TA proved the point. Surgery is declining...
Uh, no. That's a laughable misinterpretation.
You seem to have not actually read/understand what TA wrote, didn't read the link he provided, and/or perhaps more importantly didn't read what I wrote.
I tried to clearly summarize the big picture in my very first reply to this thread. Let's try again, but this time with more details. First, here's what TA wrote, or actually, quoted from the report he linked to:
Tall Allen said...
"by 2013 approximately equal percentages of patients were treated with each of the three modalities. Expectant management use increased over time, while the proportion of patients opting for surgery decreased remarkably with increasing age at diagnosis in intermediate‐ and higher‐risk disease...Among those who pursue curative therapy, younger men remain more likely to elect surgery whereas older men tend to choose radiotherapy."
Lets just narrow it down to the specific part of that quote that you seem to be confused on...

* _Given information_

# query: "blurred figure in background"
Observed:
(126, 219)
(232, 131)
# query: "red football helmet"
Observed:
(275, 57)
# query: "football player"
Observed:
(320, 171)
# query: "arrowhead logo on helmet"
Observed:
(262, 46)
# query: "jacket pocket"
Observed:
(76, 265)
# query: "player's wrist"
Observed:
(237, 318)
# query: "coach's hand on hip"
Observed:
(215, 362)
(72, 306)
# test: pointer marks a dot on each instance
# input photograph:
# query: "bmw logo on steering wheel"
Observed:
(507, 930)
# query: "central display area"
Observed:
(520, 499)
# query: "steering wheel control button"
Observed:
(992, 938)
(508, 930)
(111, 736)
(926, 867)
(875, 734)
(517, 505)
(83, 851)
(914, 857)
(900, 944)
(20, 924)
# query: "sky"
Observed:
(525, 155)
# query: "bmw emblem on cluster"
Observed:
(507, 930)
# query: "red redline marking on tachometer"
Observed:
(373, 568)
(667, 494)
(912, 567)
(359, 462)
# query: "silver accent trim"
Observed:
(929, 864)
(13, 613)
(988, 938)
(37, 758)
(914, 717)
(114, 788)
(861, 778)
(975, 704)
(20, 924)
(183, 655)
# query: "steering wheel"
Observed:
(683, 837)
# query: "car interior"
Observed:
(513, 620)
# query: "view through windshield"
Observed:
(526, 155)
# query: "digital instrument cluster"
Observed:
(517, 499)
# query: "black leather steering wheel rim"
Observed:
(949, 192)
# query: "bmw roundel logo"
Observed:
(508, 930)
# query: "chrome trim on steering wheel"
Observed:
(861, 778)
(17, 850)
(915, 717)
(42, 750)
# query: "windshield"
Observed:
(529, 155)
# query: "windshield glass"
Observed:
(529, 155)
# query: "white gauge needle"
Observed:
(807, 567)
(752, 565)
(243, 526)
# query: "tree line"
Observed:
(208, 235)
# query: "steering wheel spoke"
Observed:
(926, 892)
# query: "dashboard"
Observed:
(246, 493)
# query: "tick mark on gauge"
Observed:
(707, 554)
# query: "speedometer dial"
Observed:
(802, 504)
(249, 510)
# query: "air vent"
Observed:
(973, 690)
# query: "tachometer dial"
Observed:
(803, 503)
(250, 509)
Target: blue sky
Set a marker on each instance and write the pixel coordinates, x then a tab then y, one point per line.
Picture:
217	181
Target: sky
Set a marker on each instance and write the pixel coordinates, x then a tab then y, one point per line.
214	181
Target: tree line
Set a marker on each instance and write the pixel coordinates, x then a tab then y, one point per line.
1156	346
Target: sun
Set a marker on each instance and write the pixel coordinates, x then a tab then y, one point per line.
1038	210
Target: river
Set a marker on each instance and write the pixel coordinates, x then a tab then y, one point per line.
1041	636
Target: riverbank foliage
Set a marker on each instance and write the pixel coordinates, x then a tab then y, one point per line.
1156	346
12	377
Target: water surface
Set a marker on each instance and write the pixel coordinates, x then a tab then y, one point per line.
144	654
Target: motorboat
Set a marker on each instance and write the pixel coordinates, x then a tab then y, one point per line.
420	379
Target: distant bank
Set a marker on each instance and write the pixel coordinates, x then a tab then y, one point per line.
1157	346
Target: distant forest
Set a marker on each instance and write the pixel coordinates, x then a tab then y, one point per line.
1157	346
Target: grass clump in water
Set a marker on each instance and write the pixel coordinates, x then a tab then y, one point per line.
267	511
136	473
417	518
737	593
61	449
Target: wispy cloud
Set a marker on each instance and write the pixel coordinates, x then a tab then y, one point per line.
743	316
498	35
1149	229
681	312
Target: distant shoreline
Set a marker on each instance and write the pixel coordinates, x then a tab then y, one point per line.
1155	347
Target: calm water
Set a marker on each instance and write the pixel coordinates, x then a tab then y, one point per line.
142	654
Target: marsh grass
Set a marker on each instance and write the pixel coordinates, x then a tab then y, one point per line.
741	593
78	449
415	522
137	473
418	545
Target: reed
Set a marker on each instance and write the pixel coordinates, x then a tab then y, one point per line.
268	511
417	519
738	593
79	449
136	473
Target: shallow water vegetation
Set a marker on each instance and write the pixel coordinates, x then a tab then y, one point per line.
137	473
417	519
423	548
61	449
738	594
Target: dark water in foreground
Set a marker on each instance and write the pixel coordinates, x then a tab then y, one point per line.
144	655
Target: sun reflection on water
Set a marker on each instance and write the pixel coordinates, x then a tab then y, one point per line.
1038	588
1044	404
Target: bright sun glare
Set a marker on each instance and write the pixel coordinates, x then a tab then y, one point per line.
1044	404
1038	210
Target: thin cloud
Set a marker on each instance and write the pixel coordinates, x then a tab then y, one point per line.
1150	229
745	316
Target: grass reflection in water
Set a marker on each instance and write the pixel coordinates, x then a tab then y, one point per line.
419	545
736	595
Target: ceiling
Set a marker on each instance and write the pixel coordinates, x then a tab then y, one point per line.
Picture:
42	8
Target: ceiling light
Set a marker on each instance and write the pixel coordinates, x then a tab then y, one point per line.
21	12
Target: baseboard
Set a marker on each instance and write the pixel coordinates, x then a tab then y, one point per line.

* _Exercise instructions_
In the forum reply about prostate cancer treatment, which men who pursue curative therapy are said to be more likely to elect surgery? The records have no connection to the text.

* _Response below_
Younger men.